§ Problem to work on
Copy the material verbatim, from the line with "task: segment the tall lamp post" up to and including the line with "M 97 161 L 38". Reproduce only those lines.

§ Input records

____________________

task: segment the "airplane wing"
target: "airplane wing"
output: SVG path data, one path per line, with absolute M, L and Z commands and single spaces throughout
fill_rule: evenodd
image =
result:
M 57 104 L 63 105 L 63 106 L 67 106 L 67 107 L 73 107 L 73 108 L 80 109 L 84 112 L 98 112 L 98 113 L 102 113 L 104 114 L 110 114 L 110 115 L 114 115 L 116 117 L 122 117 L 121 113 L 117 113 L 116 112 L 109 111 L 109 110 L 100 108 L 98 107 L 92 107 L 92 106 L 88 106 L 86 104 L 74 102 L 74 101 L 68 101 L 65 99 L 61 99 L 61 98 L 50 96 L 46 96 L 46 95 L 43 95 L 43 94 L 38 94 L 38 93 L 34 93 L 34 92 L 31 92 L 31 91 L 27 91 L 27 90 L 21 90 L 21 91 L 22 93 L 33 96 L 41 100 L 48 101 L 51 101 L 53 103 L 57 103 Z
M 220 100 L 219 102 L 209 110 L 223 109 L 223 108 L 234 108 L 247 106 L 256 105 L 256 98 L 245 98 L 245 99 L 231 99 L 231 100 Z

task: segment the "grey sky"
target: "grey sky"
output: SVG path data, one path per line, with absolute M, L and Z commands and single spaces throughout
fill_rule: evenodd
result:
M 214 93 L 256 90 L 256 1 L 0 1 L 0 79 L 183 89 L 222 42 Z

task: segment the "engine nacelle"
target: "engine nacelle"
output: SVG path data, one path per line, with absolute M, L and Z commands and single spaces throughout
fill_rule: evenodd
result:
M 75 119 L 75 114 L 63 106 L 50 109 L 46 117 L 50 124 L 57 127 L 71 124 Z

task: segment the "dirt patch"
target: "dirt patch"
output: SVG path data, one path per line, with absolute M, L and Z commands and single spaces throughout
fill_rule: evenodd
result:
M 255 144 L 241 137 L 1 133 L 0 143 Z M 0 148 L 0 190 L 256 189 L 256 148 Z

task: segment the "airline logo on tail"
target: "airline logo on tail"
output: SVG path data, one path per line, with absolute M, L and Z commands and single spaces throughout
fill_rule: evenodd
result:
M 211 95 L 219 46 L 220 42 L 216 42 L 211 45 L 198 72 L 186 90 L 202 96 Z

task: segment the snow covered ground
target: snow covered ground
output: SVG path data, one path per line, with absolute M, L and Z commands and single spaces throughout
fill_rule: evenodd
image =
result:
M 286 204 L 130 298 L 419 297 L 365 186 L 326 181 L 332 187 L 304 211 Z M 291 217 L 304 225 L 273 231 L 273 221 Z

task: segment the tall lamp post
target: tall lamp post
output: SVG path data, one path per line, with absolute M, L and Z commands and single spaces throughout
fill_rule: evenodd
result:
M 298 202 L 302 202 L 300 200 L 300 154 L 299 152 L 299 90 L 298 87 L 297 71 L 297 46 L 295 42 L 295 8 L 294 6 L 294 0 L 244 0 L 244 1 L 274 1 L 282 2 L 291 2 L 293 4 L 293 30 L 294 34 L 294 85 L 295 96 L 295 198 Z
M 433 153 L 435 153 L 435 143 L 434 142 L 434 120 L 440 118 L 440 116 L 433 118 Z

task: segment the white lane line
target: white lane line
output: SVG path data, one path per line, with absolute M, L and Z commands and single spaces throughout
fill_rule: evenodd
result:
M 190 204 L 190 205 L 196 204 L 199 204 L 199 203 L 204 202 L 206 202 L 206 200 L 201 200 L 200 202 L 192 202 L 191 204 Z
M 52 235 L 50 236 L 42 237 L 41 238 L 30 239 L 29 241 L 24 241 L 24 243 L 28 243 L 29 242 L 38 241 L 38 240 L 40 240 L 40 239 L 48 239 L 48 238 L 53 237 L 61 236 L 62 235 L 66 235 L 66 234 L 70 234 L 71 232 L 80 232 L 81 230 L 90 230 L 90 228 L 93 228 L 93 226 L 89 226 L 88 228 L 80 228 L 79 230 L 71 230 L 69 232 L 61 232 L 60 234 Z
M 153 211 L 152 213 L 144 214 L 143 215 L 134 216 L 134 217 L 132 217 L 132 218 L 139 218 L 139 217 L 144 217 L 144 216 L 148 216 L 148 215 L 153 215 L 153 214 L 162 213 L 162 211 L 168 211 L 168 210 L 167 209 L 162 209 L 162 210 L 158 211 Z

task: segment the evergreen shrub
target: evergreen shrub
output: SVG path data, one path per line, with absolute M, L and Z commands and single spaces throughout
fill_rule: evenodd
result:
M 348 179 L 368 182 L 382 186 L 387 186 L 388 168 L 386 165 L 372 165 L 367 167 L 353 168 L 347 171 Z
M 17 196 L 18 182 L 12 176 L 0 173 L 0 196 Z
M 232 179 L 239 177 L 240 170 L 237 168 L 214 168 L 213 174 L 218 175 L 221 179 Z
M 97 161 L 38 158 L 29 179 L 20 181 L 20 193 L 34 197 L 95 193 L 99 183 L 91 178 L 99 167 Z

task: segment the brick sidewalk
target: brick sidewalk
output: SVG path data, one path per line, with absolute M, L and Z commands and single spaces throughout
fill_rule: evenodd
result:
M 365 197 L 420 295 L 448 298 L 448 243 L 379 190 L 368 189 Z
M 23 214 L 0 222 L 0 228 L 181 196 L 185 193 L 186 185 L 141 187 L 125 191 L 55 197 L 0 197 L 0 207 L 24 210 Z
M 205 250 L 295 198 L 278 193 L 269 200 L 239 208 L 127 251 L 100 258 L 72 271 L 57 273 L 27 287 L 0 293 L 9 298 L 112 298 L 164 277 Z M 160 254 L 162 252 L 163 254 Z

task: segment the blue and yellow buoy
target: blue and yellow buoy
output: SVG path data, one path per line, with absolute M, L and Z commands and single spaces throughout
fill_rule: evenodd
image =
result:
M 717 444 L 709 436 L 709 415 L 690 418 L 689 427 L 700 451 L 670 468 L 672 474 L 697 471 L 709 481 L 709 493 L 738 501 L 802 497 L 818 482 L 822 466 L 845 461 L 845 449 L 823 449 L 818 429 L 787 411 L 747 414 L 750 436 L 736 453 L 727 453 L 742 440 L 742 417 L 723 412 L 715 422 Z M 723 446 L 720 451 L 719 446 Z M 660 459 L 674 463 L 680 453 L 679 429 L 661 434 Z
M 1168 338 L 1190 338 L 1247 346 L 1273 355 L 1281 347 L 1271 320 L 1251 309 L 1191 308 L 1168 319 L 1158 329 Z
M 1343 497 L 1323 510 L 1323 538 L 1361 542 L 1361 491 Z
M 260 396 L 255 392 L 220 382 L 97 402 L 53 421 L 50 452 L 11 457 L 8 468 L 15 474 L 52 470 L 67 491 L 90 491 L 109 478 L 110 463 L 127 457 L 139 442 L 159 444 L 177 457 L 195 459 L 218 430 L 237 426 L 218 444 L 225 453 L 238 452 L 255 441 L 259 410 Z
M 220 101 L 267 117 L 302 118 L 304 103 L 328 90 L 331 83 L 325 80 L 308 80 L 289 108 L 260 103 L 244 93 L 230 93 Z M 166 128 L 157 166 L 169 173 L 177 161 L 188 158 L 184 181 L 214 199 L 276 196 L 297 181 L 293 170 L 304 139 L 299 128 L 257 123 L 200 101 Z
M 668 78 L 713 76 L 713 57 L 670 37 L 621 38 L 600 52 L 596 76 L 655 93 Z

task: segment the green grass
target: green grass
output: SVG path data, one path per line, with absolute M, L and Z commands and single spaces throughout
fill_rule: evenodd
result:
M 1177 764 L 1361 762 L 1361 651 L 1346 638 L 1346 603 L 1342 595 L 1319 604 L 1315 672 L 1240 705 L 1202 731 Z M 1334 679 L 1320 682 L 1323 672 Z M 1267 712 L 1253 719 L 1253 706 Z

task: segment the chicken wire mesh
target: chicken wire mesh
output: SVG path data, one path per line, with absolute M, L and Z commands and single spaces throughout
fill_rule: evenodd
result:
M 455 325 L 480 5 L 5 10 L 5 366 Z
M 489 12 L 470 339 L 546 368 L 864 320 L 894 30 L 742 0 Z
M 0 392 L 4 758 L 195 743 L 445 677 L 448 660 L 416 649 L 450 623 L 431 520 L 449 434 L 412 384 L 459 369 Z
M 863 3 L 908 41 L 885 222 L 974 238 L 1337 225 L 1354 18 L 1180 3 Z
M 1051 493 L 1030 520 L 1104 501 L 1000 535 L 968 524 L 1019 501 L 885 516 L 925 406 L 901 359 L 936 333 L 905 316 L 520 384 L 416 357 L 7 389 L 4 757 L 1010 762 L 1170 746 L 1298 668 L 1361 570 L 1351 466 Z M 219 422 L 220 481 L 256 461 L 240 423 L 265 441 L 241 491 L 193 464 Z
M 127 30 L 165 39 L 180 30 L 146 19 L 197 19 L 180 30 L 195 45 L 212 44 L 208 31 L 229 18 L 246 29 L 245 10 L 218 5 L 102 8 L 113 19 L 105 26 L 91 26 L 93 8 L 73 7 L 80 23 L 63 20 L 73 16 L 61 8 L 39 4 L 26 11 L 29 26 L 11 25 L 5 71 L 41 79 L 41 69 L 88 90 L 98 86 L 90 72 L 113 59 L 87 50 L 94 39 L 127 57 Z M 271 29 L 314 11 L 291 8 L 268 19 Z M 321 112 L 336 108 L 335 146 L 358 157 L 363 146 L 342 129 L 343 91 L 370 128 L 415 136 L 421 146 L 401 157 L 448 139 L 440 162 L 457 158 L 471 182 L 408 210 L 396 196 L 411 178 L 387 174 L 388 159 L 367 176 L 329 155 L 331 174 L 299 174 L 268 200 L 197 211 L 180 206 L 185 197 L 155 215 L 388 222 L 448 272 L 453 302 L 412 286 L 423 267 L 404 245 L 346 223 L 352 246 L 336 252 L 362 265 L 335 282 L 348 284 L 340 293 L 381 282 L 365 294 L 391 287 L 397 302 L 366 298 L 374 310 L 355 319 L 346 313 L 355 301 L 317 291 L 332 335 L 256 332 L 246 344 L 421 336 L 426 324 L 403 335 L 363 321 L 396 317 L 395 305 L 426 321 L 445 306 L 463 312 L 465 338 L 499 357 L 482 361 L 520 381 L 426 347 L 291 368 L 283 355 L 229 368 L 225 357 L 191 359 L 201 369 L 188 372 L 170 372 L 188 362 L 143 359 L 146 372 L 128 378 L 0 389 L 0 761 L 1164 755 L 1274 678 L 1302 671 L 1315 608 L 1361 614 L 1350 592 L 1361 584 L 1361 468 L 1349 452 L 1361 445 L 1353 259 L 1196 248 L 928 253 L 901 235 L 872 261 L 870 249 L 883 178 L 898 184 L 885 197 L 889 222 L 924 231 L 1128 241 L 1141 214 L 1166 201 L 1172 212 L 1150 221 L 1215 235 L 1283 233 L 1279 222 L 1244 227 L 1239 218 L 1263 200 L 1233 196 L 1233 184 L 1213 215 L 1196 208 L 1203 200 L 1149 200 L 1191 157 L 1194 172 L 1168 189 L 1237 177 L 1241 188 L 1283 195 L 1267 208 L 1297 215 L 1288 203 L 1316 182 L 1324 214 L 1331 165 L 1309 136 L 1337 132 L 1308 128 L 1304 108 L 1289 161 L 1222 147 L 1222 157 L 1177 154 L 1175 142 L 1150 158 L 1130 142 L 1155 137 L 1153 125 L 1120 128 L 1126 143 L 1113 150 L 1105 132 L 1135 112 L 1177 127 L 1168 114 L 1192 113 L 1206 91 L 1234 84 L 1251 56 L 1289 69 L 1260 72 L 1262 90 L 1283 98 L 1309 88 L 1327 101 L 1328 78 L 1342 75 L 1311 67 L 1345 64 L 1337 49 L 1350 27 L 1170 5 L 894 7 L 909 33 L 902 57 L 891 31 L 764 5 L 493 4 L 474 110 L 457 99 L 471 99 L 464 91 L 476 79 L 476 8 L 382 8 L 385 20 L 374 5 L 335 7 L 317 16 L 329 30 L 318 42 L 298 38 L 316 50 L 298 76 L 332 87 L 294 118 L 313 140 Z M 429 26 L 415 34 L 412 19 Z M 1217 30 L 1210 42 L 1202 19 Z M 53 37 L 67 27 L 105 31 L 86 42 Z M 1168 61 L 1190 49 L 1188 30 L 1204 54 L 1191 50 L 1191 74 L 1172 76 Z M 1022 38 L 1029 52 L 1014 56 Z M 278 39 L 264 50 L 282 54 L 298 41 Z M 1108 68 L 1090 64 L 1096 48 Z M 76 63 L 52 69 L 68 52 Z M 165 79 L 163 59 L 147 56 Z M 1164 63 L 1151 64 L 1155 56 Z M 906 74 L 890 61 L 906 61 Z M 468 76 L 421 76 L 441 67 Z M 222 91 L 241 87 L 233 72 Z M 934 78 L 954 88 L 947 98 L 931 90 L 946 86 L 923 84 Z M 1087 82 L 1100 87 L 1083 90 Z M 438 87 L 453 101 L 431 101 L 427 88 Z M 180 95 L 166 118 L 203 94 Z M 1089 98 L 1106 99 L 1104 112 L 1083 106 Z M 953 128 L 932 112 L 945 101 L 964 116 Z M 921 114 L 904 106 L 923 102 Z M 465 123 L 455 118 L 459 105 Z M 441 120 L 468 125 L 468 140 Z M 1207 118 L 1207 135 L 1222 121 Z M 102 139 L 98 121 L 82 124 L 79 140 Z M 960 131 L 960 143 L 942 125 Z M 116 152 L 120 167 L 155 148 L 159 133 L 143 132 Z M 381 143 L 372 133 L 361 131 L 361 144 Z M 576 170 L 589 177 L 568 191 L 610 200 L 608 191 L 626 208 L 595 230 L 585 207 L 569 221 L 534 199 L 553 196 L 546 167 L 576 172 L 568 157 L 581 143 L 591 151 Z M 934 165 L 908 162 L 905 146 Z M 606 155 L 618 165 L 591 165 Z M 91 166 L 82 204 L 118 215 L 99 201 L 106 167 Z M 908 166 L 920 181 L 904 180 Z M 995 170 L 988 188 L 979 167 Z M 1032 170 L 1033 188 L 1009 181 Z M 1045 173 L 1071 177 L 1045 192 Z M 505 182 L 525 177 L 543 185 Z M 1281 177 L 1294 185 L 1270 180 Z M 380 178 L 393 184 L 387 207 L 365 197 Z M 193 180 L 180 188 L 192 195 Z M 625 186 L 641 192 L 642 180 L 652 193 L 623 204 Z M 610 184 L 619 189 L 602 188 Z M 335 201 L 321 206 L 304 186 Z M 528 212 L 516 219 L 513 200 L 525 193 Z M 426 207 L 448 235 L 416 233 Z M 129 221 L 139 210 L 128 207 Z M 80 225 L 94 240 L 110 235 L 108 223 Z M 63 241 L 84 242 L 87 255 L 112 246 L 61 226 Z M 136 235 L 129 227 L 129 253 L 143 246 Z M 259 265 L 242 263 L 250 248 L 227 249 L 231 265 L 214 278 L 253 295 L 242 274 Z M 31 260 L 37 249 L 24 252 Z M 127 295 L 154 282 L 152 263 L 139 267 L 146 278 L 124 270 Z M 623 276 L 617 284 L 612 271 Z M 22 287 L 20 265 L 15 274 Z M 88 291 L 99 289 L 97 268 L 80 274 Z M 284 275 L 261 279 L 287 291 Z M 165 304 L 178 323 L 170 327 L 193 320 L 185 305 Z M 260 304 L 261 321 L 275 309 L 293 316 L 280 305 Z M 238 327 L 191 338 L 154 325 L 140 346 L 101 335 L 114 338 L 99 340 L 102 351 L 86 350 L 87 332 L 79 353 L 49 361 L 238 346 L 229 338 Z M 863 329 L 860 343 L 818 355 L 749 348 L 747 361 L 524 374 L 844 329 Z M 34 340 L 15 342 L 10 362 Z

____________________

§ The reply
task: segment the tall lamp post
target: tall lamp post
output: SVG path data, one path per line, with absolute M, L and Z commands and single spaces throughout
fill_rule: evenodd
result:
M 298 202 L 302 202 L 300 200 L 300 154 L 299 152 L 299 90 L 298 87 L 297 71 L 297 46 L 295 42 L 295 8 L 294 6 L 294 0 L 244 0 L 244 1 L 274 1 L 282 2 L 291 2 L 293 4 L 293 30 L 294 34 L 294 85 L 295 96 L 295 198 Z
M 433 153 L 435 153 L 435 143 L 434 142 L 434 120 L 440 118 L 440 116 L 433 118 Z

task: segment the white lane line
target: white lane line
output: SVG path data, one path per line, with absolute M, L and Z commands and single spaces throughout
fill_rule: evenodd
result:
M 190 204 L 190 205 L 196 204 L 199 204 L 199 203 L 204 202 L 206 202 L 206 200 L 201 200 L 200 202 L 192 202 L 191 204 Z
M 52 235 L 50 236 L 42 237 L 41 238 L 30 239 L 29 241 L 24 241 L 24 243 L 28 243 L 29 242 L 38 241 L 38 240 L 40 240 L 40 239 L 48 239 L 48 238 L 53 237 L 61 236 L 62 235 L 66 235 L 66 234 L 70 234 L 71 232 L 80 232 L 81 230 L 90 230 L 90 228 L 93 228 L 93 226 L 89 226 L 88 228 L 80 228 L 79 230 L 71 230 L 69 232 L 61 232 L 60 234 Z
M 153 211 L 152 213 L 144 214 L 143 215 L 134 216 L 134 217 L 132 217 L 132 218 L 139 218 L 139 217 L 144 217 L 144 216 L 148 216 L 148 215 L 153 215 L 153 214 L 162 213 L 162 211 L 168 211 L 168 210 L 167 209 L 162 209 L 162 210 L 158 211 Z

task: segment the evergreen shrub
target: evergreen shrub
output: SVG path data, one path per line, with absolute M, L and Z commands and single spaces throughout
fill_rule: evenodd
result:
M 348 179 L 368 182 L 382 186 L 387 186 L 388 168 L 386 165 L 372 165 L 367 167 L 353 168 L 347 171 Z
M 17 196 L 18 182 L 12 176 L 0 173 L 0 196 Z
M 232 179 L 239 177 L 240 170 L 237 168 L 214 168 L 213 174 L 218 175 L 221 179 Z
M 97 161 L 38 158 L 29 179 L 20 181 L 20 193 L 34 197 L 95 193 L 99 183 L 91 178 L 99 167 Z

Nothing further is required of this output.